## Exercise instructions
Lines of the data that contain the word "mustache" are the ones to copy.

======== Task material

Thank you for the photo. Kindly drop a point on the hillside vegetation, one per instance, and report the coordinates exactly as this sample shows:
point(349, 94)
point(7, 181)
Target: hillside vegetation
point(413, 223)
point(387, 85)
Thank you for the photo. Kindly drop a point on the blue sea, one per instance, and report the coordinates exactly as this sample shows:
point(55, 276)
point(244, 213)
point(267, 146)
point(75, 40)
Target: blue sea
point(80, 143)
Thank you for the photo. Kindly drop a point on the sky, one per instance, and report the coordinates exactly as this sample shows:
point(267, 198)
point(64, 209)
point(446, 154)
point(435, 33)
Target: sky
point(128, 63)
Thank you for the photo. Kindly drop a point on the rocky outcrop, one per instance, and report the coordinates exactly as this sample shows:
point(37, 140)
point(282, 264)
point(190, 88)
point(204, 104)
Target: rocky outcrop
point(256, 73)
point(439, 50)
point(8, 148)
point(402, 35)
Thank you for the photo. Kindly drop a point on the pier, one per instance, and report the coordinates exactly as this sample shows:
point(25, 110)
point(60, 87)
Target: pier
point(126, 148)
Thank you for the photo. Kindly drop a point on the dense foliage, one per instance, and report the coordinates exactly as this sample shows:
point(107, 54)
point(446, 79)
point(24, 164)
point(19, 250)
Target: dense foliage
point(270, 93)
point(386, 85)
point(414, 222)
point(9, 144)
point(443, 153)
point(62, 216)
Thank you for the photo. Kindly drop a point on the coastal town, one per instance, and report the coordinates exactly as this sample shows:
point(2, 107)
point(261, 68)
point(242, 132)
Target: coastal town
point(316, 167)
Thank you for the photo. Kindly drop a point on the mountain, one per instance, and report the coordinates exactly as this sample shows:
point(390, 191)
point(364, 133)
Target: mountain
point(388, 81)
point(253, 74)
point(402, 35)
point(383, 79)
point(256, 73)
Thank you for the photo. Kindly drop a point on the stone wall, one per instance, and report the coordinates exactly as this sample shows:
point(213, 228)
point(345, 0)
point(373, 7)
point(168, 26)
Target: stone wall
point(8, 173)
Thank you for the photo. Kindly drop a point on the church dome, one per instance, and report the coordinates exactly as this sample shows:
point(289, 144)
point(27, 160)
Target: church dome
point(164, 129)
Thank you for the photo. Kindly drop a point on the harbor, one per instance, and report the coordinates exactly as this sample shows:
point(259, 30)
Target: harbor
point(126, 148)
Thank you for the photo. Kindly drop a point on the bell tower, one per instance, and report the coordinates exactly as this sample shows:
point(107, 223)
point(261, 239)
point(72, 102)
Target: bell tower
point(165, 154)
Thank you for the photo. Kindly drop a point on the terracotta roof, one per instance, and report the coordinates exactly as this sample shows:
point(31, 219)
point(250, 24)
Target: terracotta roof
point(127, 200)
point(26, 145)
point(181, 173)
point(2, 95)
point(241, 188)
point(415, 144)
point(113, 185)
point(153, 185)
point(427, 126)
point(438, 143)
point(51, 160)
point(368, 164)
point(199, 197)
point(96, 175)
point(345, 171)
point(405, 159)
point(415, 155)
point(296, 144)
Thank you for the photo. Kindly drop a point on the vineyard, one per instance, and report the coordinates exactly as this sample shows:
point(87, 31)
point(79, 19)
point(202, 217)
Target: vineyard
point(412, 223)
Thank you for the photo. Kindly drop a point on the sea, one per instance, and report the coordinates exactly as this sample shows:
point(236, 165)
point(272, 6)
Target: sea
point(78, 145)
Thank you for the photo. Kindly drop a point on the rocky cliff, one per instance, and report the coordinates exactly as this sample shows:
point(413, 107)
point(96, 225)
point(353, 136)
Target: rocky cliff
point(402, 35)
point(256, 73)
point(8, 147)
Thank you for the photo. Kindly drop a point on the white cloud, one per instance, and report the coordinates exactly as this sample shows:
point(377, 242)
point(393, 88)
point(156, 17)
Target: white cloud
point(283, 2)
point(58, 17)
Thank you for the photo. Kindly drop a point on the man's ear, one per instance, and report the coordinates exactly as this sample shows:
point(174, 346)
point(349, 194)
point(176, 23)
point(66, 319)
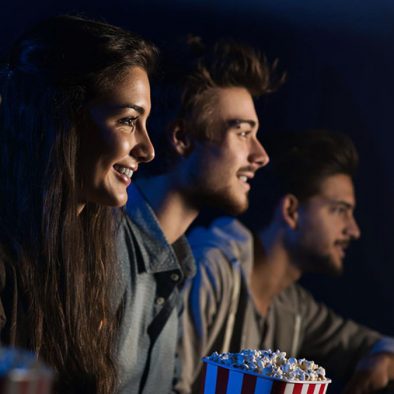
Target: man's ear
point(289, 206)
point(180, 138)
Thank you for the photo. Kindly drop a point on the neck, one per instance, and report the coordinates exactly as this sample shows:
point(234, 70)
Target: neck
point(272, 270)
point(169, 204)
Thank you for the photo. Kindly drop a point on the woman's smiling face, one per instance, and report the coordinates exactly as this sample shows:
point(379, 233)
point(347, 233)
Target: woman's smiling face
point(114, 140)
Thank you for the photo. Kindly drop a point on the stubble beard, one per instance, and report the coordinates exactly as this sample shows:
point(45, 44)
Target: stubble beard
point(221, 199)
point(312, 261)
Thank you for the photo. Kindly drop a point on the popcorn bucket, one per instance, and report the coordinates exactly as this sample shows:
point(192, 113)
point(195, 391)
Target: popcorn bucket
point(21, 373)
point(222, 379)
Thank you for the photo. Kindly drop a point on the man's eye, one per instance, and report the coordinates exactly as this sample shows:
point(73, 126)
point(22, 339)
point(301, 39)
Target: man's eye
point(131, 122)
point(340, 210)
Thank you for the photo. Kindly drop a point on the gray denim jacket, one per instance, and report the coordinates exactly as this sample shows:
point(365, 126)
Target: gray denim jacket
point(151, 273)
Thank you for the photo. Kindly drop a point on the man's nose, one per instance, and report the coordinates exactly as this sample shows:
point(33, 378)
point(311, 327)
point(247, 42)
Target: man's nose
point(143, 151)
point(353, 229)
point(258, 154)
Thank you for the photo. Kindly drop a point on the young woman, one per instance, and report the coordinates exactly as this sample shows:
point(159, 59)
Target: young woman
point(75, 98)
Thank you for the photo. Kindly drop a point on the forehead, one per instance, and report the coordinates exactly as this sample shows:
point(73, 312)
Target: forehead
point(132, 88)
point(234, 103)
point(338, 187)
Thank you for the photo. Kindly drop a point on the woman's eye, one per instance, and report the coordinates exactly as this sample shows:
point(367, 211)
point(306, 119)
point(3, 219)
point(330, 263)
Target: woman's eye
point(131, 122)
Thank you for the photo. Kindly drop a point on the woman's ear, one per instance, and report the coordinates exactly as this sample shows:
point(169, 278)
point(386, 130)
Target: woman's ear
point(180, 138)
point(289, 210)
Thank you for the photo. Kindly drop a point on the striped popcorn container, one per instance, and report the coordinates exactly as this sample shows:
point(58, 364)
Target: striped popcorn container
point(20, 373)
point(222, 379)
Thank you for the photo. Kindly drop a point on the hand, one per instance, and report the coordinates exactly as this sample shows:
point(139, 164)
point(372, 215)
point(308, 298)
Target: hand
point(372, 373)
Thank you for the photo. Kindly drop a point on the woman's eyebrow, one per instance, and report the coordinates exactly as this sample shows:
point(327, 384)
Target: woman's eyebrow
point(238, 122)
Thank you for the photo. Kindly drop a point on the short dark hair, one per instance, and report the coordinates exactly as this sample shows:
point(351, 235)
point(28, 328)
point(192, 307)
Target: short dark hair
point(299, 162)
point(190, 73)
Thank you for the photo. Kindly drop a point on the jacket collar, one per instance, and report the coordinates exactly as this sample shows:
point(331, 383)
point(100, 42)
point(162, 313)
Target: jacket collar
point(157, 254)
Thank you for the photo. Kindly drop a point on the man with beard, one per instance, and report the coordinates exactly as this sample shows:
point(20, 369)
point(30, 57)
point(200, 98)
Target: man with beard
point(207, 156)
point(245, 293)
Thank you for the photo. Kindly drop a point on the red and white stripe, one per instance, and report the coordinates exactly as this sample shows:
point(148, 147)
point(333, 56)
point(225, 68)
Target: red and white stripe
point(221, 380)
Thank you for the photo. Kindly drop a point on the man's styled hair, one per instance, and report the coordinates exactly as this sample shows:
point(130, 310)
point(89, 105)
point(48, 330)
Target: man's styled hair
point(187, 90)
point(299, 163)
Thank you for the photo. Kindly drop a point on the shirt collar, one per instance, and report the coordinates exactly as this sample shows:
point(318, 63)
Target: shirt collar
point(157, 254)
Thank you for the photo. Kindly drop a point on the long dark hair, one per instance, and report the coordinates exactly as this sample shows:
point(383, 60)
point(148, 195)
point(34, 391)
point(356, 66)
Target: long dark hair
point(64, 262)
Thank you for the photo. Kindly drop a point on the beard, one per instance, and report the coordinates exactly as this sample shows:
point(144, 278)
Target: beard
point(313, 261)
point(221, 199)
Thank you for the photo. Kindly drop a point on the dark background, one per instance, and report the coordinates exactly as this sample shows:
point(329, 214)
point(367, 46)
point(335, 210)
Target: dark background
point(339, 55)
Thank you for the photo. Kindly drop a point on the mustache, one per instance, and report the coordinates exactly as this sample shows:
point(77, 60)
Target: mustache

================

## Solution to this problem
Thank you for the photo. Kindly drop a point on the mustache, one per instance, and report the coordinates exactly as this sample shows:
Target: mustache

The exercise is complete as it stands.